Please update these lines by changing "every instance" to "all instances" wherever it occurs, leaving everything else as it is.

★ ★ ★ ★

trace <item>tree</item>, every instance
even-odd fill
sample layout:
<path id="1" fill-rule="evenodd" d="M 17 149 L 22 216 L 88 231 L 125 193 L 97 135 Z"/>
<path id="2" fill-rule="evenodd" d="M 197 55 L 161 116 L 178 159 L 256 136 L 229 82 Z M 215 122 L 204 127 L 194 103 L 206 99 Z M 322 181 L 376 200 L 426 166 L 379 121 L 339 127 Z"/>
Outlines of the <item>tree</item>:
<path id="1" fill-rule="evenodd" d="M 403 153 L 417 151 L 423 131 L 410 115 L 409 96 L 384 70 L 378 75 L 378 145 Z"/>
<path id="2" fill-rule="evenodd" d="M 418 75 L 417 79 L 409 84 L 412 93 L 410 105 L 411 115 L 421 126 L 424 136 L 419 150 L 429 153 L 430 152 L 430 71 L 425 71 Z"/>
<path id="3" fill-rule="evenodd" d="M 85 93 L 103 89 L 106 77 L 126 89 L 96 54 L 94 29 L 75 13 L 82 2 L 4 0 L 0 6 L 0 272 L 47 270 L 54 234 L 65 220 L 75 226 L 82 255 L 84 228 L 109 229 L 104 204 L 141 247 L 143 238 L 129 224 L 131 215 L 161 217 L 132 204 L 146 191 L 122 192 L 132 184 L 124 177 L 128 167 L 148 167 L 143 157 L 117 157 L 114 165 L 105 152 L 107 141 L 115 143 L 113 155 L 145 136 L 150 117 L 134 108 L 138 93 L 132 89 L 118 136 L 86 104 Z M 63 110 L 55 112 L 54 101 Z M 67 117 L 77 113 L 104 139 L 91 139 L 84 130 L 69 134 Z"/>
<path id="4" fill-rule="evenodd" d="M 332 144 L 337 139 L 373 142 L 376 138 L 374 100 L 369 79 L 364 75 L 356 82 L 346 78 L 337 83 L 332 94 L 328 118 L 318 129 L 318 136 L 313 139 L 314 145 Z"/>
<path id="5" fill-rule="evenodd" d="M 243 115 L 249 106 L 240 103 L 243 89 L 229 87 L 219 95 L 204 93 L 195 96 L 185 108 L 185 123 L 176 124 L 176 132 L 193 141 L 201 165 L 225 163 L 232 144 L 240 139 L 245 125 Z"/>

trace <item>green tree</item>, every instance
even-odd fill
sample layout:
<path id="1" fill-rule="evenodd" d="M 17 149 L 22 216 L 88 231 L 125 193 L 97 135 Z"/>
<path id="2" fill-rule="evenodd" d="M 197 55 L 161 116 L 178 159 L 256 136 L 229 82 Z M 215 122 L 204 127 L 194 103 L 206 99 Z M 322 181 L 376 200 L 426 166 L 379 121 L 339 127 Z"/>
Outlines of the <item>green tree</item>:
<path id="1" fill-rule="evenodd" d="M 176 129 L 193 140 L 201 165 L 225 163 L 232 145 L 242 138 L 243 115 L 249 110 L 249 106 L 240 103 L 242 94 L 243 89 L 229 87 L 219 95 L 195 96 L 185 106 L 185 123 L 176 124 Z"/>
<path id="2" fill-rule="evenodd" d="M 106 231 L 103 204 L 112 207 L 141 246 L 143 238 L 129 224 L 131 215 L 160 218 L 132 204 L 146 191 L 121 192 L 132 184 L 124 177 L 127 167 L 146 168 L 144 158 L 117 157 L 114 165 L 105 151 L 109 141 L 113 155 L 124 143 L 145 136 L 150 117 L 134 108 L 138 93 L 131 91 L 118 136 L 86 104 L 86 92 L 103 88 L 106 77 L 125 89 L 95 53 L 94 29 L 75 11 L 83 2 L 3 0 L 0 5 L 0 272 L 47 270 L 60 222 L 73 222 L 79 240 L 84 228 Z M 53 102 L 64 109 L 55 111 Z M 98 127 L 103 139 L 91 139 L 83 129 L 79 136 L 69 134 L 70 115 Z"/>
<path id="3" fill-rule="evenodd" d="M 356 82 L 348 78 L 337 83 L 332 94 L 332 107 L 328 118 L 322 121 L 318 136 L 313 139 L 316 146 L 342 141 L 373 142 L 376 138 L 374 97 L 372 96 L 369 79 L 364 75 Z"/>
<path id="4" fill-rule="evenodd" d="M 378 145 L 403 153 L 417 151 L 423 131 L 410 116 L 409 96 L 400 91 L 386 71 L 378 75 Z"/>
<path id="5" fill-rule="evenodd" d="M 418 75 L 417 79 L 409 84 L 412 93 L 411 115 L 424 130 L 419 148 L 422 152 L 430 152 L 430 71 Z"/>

★ ★ ★ ★

> Task answer
trace <item>tree</item>, all instances
even-odd fill
sample layout:
<path id="1" fill-rule="evenodd" d="M 17 149 L 22 216 L 88 231 L 125 193 L 97 135 Z"/>
<path id="2" fill-rule="evenodd" d="M 197 55 L 161 116 L 178 159 L 256 136 L 229 82 Z M 215 122 L 204 127 L 194 103 L 206 99 Z M 322 181 L 376 200 L 426 166 L 379 121 L 339 127 Z"/>
Outlines of the <item>tree</item>:
<path id="1" fill-rule="evenodd" d="M 403 153 L 417 151 L 423 131 L 410 115 L 409 96 L 384 70 L 378 75 L 378 145 Z"/>
<path id="2" fill-rule="evenodd" d="M 418 75 L 417 79 L 409 84 L 412 93 L 410 105 L 411 115 L 421 126 L 424 136 L 419 150 L 429 153 L 430 152 L 430 71 L 425 71 Z"/>
<path id="3" fill-rule="evenodd" d="M 85 93 L 103 89 L 106 77 L 126 89 L 96 54 L 94 29 L 75 13 L 82 2 L 4 0 L 0 6 L 0 272 L 47 270 L 54 234 L 65 220 L 75 226 L 82 255 L 84 228 L 109 229 L 104 204 L 141 247 L 143 238 L 129 224 L 131 215 L 161 217 L 132 204 L 146 191 L 122 192 L 132 184 L 124 177 L 128 167 L 148 167 L 143 157 L 117 157 L 114 165 L 105 152 L 107 141 L 115 143 L 113 155 L 145 136 L 150 117 L 134 108 L 138 93 L 132 89 L 118 136 L 86 104 Z M 63 110 L 55 112 L 54 101 Z M 67 117 L 77 113 L 104 139 L 91 139 L 84 130 L 69 134 Z"/>
<path id="4" fill-rule="evenodd" d="M 332 144 L 337 139 L 373 142 L 376 138 L 374 100 L 369 79 L 364 75 L 356 82 L 346 78 L 337 83 L 332 94 L 328 118 L 318 129 L 318 136 L 313 139 L 314 145 Z"/>
<path id="5" fill-rule="evenodd" d="M 243 115 L 249 106 L 240 103 L 243 89 L 229 87 L 219 95 L 204 93 L 195 96 L 185 108 L 185 123 L 176 124 L 176 132 L 193 141 L 201 165 L 225 163 L 232 144 L 240 139 L 245 125 Z"/>

trace <item>green tree</item>, all instances
even-odd fill
sample layout:
<path id="1" fill-rule="evenodd" d="M 17 149 L 22 216 L 88 231 L 125 193 L 97 135 Z"/>
<path id="2" fill-rule="evenodd" d="M 197 55 L 161 116 L 178 159 L 256 136 L 229 82 Z M 215 122 L 204 127 L 194 103 L 206 99 Z M 322 181 L 376 200 L 426 166 L 379 121 L 339 127 Z"/>
Outlines of the <item>green tree</item>:
<path id="1" fill-rule="evenodd" d="M 176 129 L 193 140 L 201 165 L 225 163 L 232 145 L 242 138 L 243 115 L 249 110 L 249 106 L 240 103 L 242 94 L 243 89 L 229 87 L 219 95 L 195 96 L 185 106 L 185 123 L 176 124 Z"/>
<path id="2" fill-rule="evenodd" d="M 106 231 L 103 204 L 112 207 L 141 246 L 143 238 L 129 224 L 131 215 L 160 218 L 132 204 L 146 191 L 121 192 L 132 184 L 124 177 L 127 167 L 146 168 L 144 158 L 117 157 L 114 165 L 105 151 L 109 141 L 113 155 L 124 143 L 145 136 L 150 117 L 134 108 L 138 93 L 131 91 L 118 136 L 86 104 L 86 92 L 103 88 L 106 77 L 125 89 L 95 53 L 94 29 L 75 11 L 83 2 L 3 0 L 0 5 L 0 272 L 47 270 L 60 222 L 73 222 L 79 240 L 84 228 Z M 53 102 L 64 109 L 55 111 Z M 98 127 L 103 139 L 91 139 L 83 129 L 79 136 L 69 134 L 70 115 Z"/>
<path id="3" fill-rule="evenodd" d="M 356 82 L 348 78 L 337 83 L 332 94 L 332 107 L 328 118 L 322 121 L 318 136 L 313 139 L 316 146 L 342 141 L 373 142 L 376 138 L 374 97 L 372 96 L 369 79 L 364 75 Z"/>
<path id="4" fill-rule="evenodd" d="M 378 145 L 403 153 L 417 151 L 423 131 L 410 116 L 409 96 L 400 91 L 386 71 L 378 75 Z"/>
<path id="5" fill-rule="evenodd" d="M 418 75 L 417 79 L 409 84 L 412 93 L 411 115 L 424 130 L 419 148 L 422 152 L 430 152 L 430 71 Z"/>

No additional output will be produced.